→ **PASSAGE**
□ □ □ □ □ □ □

KESTON INSTITUTE, OXFORD, UK
______________________________________
 
KESTON NEWS SERVICE – SUMMARY   17-21 December 2001
 
Summaries of recent reporting on violations of religious liberty and
on  religion in communist and post-communist lands.
______________________________________

AZERBAIJAN: EIGHT-MONTH BAN ON BAPTIST SERVICES  OVERRIDDEN (21 Dec).
A Baptist church in the western Azerbaijani town of Gyanja held its
first public service yesterday (20 December) after an official of the
State Committee for Relations with Religious Organisations in the
capital Baku overrode a ban on the church's public worship issued by
the local police last April. Pastor Boris Kuliev told Keston News
Service from Gyanja on 20 December that the official gave the verbal
assurance the previous day when the church lodged its re-registration
application at her office in Baku. "She said we could meet and
declared that no-one had the right to ban us."

CENTRAL ASIA (SPECIAL REPORT): FORMER ISLAMIC FIGHTER RECOUNTS LIFE IN
TRAINING CAMP (18 Dec). A former fighter for the Islamic Movement of
Uzbekistan (IMU), which seeks to overthrow the rule of Uzbek president
Islam Karimov and now fights alongside the Taliban in Afghanistan, has
told Keston News Service how religious studies were transformed into
military training to "fight for Islam". As there is very little
information about the life of IMU fighters, the former fighter's story
could provide a better understanding of the type of person that forms
the backbone of this movement.

KAZAKHSTAN: NO PUBLIC CONSULTATION ON RELIGION BILL (17 Dec). A new
draft religion law was presented to the Kazakh parliament at the end
of November without public consultation, the mainly Protestant
Association of Religious Organisations of Kazakhstan (AROK) complained
in a letter received by Keston News Service. Kazakhstan's religion law
was adopted in 1992, but there have been repeated attempts in recent
years to amend it. Commenting on the latest draft, the head of the
Almaty Helsinki Group told Keston: "The authorities are making no
secret of the fact that they intend to intensify the controls on
believers. In the preamble to the draft law it is stated clearly that
it is meant to limit the expansion of 'non-traditional' religious
groups in Kazakhstan."

□ □ □ □ □ □ □

→ **RECORDED INFORMATION**
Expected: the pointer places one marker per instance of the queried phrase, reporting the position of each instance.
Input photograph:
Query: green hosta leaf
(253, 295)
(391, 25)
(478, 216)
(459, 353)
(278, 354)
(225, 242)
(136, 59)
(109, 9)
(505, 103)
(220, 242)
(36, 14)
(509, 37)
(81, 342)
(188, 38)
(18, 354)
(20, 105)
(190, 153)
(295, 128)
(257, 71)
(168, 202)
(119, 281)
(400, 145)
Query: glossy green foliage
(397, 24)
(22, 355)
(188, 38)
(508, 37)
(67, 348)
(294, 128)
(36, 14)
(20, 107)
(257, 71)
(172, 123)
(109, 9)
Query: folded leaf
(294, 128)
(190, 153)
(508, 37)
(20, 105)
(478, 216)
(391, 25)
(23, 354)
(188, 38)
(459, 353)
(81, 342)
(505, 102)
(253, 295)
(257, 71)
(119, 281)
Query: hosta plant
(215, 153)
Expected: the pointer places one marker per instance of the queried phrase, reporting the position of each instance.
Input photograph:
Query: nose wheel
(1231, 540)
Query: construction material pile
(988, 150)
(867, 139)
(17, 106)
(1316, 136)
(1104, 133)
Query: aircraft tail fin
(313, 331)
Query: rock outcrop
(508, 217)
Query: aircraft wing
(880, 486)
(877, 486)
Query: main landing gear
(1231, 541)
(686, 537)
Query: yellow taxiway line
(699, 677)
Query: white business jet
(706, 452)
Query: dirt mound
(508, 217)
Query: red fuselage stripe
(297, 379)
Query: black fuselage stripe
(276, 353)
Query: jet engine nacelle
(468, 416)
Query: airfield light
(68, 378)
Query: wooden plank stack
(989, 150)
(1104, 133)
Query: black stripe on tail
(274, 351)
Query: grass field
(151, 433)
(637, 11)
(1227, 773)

□ □ □ □ □ □ □

→ **EXERCISE BRIEF**
Output the Keston news summary word for word, starting at "KESTON INSTITUTE, OXFORD, UK" and ending at "and post-communist lands.".

→ **EXERCISE RESPONSE**
KESTON INSTITUTE, OXFORD, UK
______________________________________
 
KESTON NEWS SERVICE – SUMMARY   17-21 December 2001
 
Summaries of recent reporting on violations of religious liberty and
on  religion in communist and post-communist lands.